# TASK BRIEF
Only the lines from the one containing "In this exercise you will pick out the dark insect" to the end of the entries should be written out, each exactly as it stands, both ends included.

# SUPPLIED ENTRIES
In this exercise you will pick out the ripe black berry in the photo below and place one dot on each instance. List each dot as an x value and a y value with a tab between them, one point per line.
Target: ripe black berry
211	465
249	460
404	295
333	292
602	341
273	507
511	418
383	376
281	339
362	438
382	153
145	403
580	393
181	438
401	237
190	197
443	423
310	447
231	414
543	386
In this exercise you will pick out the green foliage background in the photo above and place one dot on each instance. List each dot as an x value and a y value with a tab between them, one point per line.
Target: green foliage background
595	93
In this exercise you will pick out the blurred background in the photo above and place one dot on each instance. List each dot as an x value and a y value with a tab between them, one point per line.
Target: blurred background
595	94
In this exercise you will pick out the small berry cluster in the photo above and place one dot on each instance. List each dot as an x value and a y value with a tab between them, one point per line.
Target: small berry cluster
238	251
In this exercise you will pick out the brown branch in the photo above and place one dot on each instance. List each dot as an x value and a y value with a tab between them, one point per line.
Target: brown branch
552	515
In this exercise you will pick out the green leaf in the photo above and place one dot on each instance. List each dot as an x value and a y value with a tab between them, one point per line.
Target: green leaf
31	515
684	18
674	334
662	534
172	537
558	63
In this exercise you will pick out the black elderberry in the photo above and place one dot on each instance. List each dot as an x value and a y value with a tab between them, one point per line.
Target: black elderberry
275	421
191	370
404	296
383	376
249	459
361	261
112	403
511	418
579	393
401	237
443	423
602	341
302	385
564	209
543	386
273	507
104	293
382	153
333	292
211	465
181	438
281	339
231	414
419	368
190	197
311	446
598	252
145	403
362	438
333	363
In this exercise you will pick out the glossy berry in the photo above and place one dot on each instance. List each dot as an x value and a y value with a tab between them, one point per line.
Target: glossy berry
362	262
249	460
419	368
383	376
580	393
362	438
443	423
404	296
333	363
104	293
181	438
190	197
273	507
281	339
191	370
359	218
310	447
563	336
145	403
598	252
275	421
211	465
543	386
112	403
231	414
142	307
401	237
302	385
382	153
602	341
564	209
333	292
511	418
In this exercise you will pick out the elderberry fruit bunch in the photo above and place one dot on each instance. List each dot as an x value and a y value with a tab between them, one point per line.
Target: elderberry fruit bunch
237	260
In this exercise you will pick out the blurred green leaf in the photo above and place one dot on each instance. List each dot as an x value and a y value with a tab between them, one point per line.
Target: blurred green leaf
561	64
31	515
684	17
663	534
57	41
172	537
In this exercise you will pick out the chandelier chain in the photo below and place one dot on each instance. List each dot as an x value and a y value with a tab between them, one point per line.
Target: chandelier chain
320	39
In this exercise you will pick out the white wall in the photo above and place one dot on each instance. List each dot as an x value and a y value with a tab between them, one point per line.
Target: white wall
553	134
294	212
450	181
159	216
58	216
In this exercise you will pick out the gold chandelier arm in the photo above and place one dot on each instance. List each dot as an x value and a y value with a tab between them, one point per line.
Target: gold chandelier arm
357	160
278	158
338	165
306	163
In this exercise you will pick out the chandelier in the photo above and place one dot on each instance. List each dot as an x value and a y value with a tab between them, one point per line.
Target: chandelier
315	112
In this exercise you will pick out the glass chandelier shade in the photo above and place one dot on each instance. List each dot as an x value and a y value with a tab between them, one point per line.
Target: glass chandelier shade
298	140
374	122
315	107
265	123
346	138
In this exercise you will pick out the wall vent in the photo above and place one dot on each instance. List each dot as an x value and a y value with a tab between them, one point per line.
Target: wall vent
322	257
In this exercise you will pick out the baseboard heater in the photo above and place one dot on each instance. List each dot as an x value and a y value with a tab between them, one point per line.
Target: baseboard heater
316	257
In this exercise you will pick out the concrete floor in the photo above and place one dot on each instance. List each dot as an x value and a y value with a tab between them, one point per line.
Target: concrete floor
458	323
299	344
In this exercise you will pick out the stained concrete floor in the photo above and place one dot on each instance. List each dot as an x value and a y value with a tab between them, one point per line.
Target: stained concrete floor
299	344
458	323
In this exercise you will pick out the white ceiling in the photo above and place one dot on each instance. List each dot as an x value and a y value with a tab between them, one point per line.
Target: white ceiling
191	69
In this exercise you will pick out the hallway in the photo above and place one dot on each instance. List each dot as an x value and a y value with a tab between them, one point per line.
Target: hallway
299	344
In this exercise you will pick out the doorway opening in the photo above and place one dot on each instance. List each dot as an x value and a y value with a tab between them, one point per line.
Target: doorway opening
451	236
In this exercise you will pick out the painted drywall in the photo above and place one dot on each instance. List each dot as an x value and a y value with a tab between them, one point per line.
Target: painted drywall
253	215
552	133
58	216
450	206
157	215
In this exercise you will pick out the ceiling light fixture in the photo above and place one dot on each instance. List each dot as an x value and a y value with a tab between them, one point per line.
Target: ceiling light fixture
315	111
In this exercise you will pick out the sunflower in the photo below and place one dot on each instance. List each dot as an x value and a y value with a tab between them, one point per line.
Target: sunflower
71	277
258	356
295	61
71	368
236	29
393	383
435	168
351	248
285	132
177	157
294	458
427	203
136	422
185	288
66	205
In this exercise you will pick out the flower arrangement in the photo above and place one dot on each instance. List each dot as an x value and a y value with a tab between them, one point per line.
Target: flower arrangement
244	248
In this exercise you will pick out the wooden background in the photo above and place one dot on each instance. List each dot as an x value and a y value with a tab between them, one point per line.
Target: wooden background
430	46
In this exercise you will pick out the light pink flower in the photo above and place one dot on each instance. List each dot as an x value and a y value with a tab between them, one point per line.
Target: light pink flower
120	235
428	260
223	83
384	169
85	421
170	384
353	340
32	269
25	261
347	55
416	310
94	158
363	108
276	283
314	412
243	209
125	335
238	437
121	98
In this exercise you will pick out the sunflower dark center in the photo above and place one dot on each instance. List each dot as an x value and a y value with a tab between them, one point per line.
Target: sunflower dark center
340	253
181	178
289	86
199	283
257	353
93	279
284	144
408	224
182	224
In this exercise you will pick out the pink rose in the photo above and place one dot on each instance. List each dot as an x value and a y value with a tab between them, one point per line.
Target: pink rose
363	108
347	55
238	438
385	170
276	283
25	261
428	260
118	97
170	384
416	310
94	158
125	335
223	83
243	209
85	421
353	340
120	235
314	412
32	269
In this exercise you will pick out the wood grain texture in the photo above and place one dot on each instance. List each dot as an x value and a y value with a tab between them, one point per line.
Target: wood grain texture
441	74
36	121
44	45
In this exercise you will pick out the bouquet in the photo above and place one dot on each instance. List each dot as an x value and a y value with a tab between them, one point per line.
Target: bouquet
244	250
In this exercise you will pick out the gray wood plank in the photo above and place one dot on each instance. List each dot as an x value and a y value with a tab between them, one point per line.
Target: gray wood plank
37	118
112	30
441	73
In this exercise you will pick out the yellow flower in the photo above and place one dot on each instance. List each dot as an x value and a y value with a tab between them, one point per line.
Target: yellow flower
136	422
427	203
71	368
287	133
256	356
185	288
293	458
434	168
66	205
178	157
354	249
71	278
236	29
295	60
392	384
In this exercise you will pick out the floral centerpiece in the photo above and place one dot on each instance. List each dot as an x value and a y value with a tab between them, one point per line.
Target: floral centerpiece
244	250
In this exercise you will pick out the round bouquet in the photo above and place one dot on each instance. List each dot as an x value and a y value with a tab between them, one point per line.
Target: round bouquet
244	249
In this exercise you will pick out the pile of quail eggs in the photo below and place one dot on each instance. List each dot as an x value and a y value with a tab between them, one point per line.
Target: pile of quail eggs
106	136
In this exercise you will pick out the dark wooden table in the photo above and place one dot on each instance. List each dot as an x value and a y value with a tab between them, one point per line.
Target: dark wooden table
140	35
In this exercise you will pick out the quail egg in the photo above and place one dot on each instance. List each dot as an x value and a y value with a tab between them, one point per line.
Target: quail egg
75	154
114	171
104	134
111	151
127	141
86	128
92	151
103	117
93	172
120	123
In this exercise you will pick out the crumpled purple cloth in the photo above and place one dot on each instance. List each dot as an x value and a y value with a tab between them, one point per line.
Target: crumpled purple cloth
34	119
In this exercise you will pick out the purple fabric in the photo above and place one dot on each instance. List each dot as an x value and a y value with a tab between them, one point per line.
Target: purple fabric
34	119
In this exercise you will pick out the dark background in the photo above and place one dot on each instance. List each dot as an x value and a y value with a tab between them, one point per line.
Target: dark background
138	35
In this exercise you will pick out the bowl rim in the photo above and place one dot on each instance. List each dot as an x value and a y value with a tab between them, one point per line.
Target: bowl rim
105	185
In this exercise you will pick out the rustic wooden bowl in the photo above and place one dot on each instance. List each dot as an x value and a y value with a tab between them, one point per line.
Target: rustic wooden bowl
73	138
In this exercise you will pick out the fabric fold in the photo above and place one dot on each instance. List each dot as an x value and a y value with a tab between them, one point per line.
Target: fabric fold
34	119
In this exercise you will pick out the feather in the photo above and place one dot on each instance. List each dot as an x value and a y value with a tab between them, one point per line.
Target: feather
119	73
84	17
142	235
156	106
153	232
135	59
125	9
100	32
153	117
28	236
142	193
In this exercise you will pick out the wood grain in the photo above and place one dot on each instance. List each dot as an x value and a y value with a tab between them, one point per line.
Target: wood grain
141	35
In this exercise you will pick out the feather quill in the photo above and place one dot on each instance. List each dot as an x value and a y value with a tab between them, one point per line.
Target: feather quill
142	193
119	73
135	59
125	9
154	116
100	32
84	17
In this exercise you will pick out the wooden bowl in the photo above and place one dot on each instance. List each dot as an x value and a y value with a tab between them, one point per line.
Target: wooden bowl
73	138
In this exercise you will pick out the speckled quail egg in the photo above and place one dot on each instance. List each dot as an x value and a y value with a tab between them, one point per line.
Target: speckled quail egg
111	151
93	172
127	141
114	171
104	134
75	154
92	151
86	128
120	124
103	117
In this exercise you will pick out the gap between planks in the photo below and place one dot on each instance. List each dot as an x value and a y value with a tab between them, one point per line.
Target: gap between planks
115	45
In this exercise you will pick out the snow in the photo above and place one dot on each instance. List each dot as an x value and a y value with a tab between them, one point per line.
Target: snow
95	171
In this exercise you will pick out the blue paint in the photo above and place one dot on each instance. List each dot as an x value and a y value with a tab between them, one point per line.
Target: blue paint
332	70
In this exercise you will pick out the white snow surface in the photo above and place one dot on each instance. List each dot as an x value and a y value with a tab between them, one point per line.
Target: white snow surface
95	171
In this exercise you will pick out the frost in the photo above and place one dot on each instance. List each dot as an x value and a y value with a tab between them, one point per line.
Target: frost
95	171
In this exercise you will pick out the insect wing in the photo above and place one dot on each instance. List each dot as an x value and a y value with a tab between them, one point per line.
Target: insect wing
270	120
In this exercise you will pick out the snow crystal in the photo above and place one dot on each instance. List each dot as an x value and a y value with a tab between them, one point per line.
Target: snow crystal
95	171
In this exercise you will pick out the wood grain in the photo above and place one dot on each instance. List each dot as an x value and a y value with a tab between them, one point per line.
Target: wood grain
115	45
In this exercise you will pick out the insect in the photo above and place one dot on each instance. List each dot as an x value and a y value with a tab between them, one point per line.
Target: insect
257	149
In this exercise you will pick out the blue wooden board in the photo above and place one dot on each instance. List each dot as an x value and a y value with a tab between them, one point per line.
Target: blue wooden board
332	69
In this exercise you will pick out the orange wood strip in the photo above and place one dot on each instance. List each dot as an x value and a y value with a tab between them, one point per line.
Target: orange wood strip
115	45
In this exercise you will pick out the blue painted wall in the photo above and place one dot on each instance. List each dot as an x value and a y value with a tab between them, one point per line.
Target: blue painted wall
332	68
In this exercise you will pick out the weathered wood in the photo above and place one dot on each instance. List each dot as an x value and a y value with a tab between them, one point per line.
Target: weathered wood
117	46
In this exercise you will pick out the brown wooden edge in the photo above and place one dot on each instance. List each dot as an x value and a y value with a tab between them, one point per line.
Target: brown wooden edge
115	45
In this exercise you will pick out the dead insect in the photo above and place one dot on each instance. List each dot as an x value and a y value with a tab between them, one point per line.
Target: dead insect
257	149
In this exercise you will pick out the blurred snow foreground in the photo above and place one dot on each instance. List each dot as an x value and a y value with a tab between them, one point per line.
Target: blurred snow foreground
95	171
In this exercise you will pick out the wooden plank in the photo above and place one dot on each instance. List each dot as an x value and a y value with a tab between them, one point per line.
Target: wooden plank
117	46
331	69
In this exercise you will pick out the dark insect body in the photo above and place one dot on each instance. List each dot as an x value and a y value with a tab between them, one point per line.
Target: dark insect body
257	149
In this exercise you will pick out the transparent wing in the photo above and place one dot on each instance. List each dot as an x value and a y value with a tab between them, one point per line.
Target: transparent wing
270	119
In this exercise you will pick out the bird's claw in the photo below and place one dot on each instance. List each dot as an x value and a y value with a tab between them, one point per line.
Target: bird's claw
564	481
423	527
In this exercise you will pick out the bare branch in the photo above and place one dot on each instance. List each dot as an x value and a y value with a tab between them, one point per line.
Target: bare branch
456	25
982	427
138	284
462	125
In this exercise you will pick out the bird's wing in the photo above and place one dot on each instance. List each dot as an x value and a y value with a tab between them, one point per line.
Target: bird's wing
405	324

# EXERCISE SOLUTION
In this exercise you will pick out the dark insect body in the photo above and place one dot on each instance. List each dot as an x value and a y value with a tab between them, one point per line.
Target: dark insect body
257	149
In this exercise you will pick out the transparent wing in the photo above and place one dot on each instance. List each dot as an x value and a y value with a tab between them, one point per line.
Target: transparent wing
270	119
In this exercise you will pick out the bird's claw in the photo below and place one dot on each instance. List each dot as an x value and a y value with a tab between them, one point per line.
Target: bird's claw
564	481
423	527
In this exercise you will pick out the bare branch in the photo above and place one dot on each instance. List each dot as an x value and a y value with a tab between them, one point per line.
Target: bare branch
456	25
982	427
138	284
462	125
In this exercise you will pick out the bird's wing in the photo above and place one dot on each instance. List each dot as an x value and a y value with a tab between them, one point per line.
Target: bird's wing
405	324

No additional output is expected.